> _SELECTION_:
In the fall of 1963, Billie Smith and her husband Willie agreed to take square dance lessons offered by the Beachcombers in Port Orford. Their neighbors Albert and Ollie Britton had been after them for 3 years and they finally relented to to just to get them off their backs. After graduation the next spring, the Smiths became members of the club that would become the social center of their lives until Willie's death in 1997. Billie continues today giving of her time and resoures as necessary to insure the club and activity prosper.
During the past half century plus, she has served as club president, vice president, secretary, treasure, and publicity reporter. She has represented the Beachcombers on the South Coast Council Executive Board and helped plan and put on three successful Summer Festivals on the South Coast of Oregon (1965, 1973, 1993). But Billie's behind the scenes work is really what sets her apart. From baking 30 loaves of bread for a cold cut sandwich dinner to mowing the extensive grounds around the dance hall, Billie has been the driving force and the one constant presence with the Beachcombers. She still serves up the coffee and buys supplies for the club's popular fundraiser pancake breakfasts. As club treasurer she holds a tight rein on funds and makes sure the bills get paid and deposits made.

> _GIVEN INSTRUCTION 1_: According to the passage about Billie Smith, in which years were the three Summer Festivals on the South Coast of Oregon held?

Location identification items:
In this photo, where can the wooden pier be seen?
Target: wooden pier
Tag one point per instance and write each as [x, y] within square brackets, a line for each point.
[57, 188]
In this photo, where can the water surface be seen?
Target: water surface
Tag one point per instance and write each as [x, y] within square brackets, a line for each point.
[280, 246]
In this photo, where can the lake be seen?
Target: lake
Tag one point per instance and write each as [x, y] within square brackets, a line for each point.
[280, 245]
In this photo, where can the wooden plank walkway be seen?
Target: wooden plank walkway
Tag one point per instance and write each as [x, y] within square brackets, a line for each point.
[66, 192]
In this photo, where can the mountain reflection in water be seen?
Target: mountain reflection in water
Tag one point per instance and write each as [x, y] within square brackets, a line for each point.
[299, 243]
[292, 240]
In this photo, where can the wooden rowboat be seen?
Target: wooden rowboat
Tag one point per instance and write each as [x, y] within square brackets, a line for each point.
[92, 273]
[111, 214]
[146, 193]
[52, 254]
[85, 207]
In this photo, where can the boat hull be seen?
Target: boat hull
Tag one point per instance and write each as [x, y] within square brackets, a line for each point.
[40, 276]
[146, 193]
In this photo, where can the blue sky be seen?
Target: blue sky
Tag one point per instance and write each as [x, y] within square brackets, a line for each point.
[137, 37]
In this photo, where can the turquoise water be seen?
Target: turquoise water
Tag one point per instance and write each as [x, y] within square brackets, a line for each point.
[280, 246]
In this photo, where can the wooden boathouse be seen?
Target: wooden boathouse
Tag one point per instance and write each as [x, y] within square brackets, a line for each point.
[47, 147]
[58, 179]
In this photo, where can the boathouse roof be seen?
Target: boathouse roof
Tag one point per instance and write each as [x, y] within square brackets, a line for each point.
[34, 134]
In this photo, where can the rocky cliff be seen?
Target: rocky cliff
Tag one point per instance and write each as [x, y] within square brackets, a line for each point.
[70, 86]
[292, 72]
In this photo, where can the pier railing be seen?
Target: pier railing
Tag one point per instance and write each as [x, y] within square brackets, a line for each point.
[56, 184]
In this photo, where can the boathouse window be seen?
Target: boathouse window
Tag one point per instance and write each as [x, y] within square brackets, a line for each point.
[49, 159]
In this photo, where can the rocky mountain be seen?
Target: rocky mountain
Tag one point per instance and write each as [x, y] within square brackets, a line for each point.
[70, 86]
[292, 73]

> _GIVEN INSTRUCTION 2_: Please identify each line in the records that contains the word "water", and copy those lines.

> _FULL OUTPUT 1_: 1965, 1973, and 1993.

> _FULL OUTPUT 2_:
In this photo, where can the water surface be seen?
Target: water surface
In this photo, where can the mountain reflection in water be seen?
Target: mountain reflection in water
In this photo, where can the turquoise water be seen?
Target: turquoise water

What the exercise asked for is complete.